§ **Tasks to complete**:
**a)** From the article on the Nigerian doctors' strike, write out the passage starting with "The Vice President of" and going on through "the issues involved.".
**b)** List every person mentioned by name in the article on the Nigerian doctors' strike.

Nigerian doctors had frequently gone on strike over what they say are poor conditions of service. Last year they walked out from their jobs three times, including over demands for an allowance for treating COVID-19 patients.
Commenting earlier on the last industrial action, Uyilawa, president of the NARD president, had said the strike started early on Monday, August 2 and that the government had not reached out to the union since it gave notice of the job action.
Asked whether the strike would affect the COVID-19 vaccination drive, Uyilawa reportedly said: “Hunger is worse than COVID-19. We have lost 19 members to COVID-19, with no death-in-service insurance.”
But the Health Minister, Osagie Ehanire, had said in a statement the ministry was engaging the striking doctors to resolve the issues quickly, adding that medical directors should ensure service delivery is not disrupted.
NARD had earlier said in a statement on Saturday that salary shortfalls stretching over months, failure to pay some doctors COVID-19 allowances and shortages of manpower in hospitals were among the reasons that had pushed its members to strike.
But Lagos State said the decision by the doctors was hasty and appealed for restraint from NARD doctors in the state.
Resident doctors are medical school graduates training as specialists. They are pivotal to frontline healthcare in Nigeria as they dominate the emergency wards in its hospitals.
Uyilawa said his union represented 16,000 resident doctors out of a total of 42,000 doctors in Africa’s most populous country.
However, the Federal Government has pledged to do everything possible to end the ongoing nationwide strike by NARD, which has paralysed activities in government-owned hospitals nationwide.
The Minister of Labour and Employment, Sen. Chris Ngige, said this while addressing the Nigerian Health Commissioners’ Forum Quarterly meeting on Friday in Abuja.
Ngige said this in a statement signed by Mr Charles Akpan, Deputy Director, Press and Public Relations in the ministry.
The minister recalled that the doctors were “sleeping on their rights until COVID-19 pandemic broke out last year” and the Federal Government felt that, the N5,000 hazard allowance paid to them since 1991 was too paltry.
He noted that the Federal Government paid the doctors and other health workers “bumper money” as special COVID hazard allowance for three months in the first instance, to the tune of N32 billion.
He said that states were told to pay as much as they could afford.
Recalled before the inauguration of his committee, Vice President Osinbajo, had, on Friday, held a Zoom meeting with the NARD headship in a bid to finding a lasting solution to the strike action.
Vice President Osinbajo was meeting with NARD, 33 days after the commencement of the strike.
The Vice President of NARD, Adejo Arome, attesting to the Vice President’s meeting with the body, said, the meeting held virtual via Zoom app with officials of the association on Friday.
Arome, said, the Vice President had asked for the first-hand information on the issues involved.
He said, “Vice President Osinbajo reached out to us. He met with the President yesterday (Friday). It was actually a zoom meeting he had with our president ( Uyilawa Okhuaihesuyi) though some of us were there. He (Osinbajo) initiated the meeting because he wanted to get the information about what was going on.
“He said he needed details of everything that happened. He asked calmly and we believe that he would do something and we also believe that very soon, he would call us officially (for a meeting).
“We gave him the information (that he requested). The information we gave him was first-hand and authentic. We are sure other government officials won’t give him such details at all about the whole issue.
“He told us that he did not want the issue to be resolved now and later there would be another strike.
“He said he wants to put the problem to rest once and for all. We are waiting for him to invite us officially and we are certain that he is going to do it. We trust his judgement.”

(Dataset records)
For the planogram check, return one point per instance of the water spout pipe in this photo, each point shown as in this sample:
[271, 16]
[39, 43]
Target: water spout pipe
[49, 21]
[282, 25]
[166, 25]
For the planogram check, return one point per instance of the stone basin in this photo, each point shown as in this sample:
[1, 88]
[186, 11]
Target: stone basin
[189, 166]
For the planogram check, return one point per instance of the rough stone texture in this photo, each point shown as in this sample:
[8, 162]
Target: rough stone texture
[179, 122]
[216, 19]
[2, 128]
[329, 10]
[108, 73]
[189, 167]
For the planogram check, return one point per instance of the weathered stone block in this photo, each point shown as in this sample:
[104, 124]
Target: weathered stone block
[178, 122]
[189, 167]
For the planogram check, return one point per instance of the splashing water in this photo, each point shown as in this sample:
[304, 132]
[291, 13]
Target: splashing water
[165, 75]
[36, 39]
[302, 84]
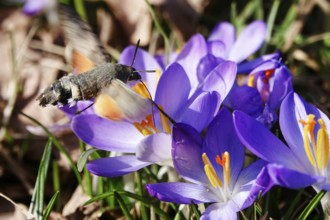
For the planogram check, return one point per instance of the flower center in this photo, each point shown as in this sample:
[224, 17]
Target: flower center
[263, 87]
[317, 149]
[213, 177]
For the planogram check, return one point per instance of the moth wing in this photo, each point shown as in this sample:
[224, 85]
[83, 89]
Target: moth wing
[119, 102]
[87, 50]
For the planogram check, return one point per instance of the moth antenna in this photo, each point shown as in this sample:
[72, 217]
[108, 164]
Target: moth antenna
[159, 108]
[145, 71]
[135, 51]
[84, 109]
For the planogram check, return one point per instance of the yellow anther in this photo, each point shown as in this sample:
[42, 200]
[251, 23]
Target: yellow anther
[308, 136]
[210, 172]
[165, 122]
[322, 153]
[317, 150]
[268, 74]
[250, 82]
[225, 163]
[146, 127]
[140, 89]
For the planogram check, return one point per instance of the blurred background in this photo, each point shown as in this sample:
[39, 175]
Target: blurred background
[33, 54]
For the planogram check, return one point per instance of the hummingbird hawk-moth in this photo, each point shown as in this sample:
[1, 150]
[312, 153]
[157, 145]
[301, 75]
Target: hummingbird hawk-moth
[98, 77]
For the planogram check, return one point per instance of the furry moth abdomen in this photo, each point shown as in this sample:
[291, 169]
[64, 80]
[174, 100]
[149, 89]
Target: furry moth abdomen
[87, 85]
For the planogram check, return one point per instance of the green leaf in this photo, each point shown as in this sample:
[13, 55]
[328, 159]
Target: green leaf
[83, 158]
[37, 201]
[50, 206]
[312, 204]
[145, 200]
[59, 146]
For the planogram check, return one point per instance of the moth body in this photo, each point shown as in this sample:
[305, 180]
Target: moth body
[87, 85]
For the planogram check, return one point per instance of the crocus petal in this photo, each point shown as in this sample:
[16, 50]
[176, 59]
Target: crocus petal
[191, 54]
[187, 153]
[181, 193]
[155, 148]
[247, 182]
[221, 137]
[247, 67]
[254, 34]
[206, 65]
[267, 65]
[224, 32]
[105, 134]
[84, 106]
[221, 79]
[115, 166]
[290, 127]
[201, 112]
[143, 61]
[283, 176]
[260, 141]
[325, 186]
[173, 89]
[221, 211]
[246, 99]
[216, 48]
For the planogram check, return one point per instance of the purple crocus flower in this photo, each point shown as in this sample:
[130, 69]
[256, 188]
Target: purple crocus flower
[150, 141]
[213, 167]
[304, 160]
[237, 50]
[261, 95]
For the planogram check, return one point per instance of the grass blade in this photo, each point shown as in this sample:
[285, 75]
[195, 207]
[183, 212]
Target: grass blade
[60, 147]
[37, 201]
[146, 201]
[50, 206]
[312, 204]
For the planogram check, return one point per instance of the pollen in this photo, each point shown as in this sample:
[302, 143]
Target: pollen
[147, 126]
[268, 75]
[317, 149]
[140, 89]
[210, 172]
[225, 163]
[165, 122]
[250, 81]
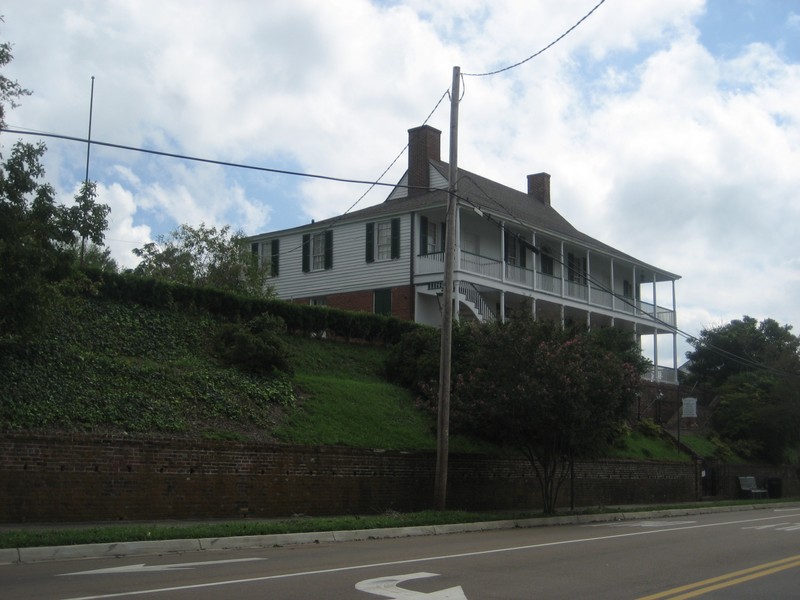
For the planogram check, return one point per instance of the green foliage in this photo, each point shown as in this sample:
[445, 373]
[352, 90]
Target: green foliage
[88, 218]
[107, 366]
[10, 91]
[414, 361]
[754, 369]
[205, 257]
[255, 347]
[33, 233]
[742, 346]
[553, 394]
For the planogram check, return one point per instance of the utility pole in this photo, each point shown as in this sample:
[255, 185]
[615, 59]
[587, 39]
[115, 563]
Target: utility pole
[89, 138]
[446, 350]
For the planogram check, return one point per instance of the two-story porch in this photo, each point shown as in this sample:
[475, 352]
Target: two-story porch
[502, 267]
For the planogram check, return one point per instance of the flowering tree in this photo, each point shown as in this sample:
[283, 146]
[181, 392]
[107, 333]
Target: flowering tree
[556, 395]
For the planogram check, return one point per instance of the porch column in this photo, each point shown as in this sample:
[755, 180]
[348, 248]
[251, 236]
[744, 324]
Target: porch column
[674, 334]
[503, 255]
[655, 352]
[655, 299]
[588, 276]
[613, 290]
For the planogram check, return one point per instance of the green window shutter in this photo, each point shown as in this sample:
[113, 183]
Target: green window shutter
[423, 235]
[370, 242]
[275, 255]
[383, 302]
[306, 252]
[395, 238]
[329, 249]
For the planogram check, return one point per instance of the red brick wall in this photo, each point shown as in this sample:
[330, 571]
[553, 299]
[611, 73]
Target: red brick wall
[84, 478]
[363, 301]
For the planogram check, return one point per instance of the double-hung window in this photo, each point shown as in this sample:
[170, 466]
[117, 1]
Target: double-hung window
[383, 240]
[317, 251]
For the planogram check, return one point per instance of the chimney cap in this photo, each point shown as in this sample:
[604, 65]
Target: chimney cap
[539, 187]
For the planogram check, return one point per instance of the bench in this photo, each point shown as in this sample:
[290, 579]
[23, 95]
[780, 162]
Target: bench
[749, 489]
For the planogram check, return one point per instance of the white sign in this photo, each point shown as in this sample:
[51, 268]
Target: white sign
[689, 408]
[388, 588]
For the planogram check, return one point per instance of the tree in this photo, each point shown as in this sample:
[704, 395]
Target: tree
[204, 257]
[754, 369]
[88, 218]
[34, 237]
[10, 90]
[740, 346]
[553, 394]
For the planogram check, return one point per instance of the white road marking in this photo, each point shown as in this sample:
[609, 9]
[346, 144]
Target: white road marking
[388, 588]
[644, 524]
[424, 559]
[771, 526]
[143, 568]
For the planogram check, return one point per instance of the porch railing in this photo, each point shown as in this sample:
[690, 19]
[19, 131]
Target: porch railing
[661, 374]
[492, 268]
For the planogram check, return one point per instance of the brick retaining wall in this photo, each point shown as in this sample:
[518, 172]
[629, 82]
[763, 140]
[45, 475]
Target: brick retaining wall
[83, 478]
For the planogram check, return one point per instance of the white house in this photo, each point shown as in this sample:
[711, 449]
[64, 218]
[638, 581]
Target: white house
[513, 250]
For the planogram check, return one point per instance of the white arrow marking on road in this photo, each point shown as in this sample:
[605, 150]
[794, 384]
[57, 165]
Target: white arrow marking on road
[387, 587]
[143, 568]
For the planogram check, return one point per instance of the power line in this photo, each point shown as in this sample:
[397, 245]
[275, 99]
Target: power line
[534, 55]
[196, 158]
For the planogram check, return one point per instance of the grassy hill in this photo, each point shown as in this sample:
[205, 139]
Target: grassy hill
[113, 368]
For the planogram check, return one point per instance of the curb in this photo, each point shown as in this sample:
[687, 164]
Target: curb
[126, 549]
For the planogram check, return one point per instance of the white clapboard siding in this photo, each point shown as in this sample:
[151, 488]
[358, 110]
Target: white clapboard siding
[350, 270]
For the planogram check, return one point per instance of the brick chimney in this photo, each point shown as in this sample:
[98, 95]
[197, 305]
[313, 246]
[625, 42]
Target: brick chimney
[424, 143]
[539, 187]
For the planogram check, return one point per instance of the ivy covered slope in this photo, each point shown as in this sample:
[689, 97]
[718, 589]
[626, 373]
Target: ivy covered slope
[112, 367]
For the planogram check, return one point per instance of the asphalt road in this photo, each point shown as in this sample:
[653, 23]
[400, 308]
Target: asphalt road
[747, 554]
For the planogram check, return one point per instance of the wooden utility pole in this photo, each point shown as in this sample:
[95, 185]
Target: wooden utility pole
[446, 350]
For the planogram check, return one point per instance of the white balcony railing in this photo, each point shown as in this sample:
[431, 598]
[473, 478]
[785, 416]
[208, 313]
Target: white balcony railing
[492, 268]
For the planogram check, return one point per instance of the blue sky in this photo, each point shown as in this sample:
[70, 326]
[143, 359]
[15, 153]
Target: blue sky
[671, 129]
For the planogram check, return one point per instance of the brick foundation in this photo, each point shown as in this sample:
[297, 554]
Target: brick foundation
[85, 478]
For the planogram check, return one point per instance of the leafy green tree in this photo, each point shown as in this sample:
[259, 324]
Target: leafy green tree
[207, 257]
[554, 394]
[88, 218]
[34, 235]
[754, 369]
[10, 91]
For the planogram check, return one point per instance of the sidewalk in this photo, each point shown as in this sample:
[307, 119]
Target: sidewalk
[127, 549]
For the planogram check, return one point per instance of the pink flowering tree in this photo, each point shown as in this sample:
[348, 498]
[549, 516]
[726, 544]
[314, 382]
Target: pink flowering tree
[554, 394]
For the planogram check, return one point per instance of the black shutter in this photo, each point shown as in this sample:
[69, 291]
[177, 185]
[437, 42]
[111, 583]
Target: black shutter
[423, 235]
[395, 238]
[275, 256]
[306, 252]
[370, 242]
[329, 249]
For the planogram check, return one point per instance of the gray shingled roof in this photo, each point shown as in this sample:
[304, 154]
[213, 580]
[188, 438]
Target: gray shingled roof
[492, 198]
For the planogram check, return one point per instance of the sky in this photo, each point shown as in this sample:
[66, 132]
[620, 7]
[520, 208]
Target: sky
[671, 129]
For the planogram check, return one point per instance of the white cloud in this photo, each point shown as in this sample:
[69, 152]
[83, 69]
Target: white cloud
[683, 158]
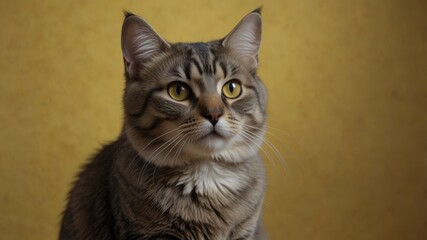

§ **Results for each task**:
**a)**
The Vice President of NARD, Adejo Arome, attesting to the Vice President’s meeting with the body, said, the meeting held virtual via Zoom app with officials of the association on Friday.
Arome, said, the Vice President had asked for the first-hand information on the issues involved.

**b)**
Uyilawa Okhuaihesuyi
Osagie Ehanire
Chris Ngige
Charles Akpan
Osinbajo
Adejo Arome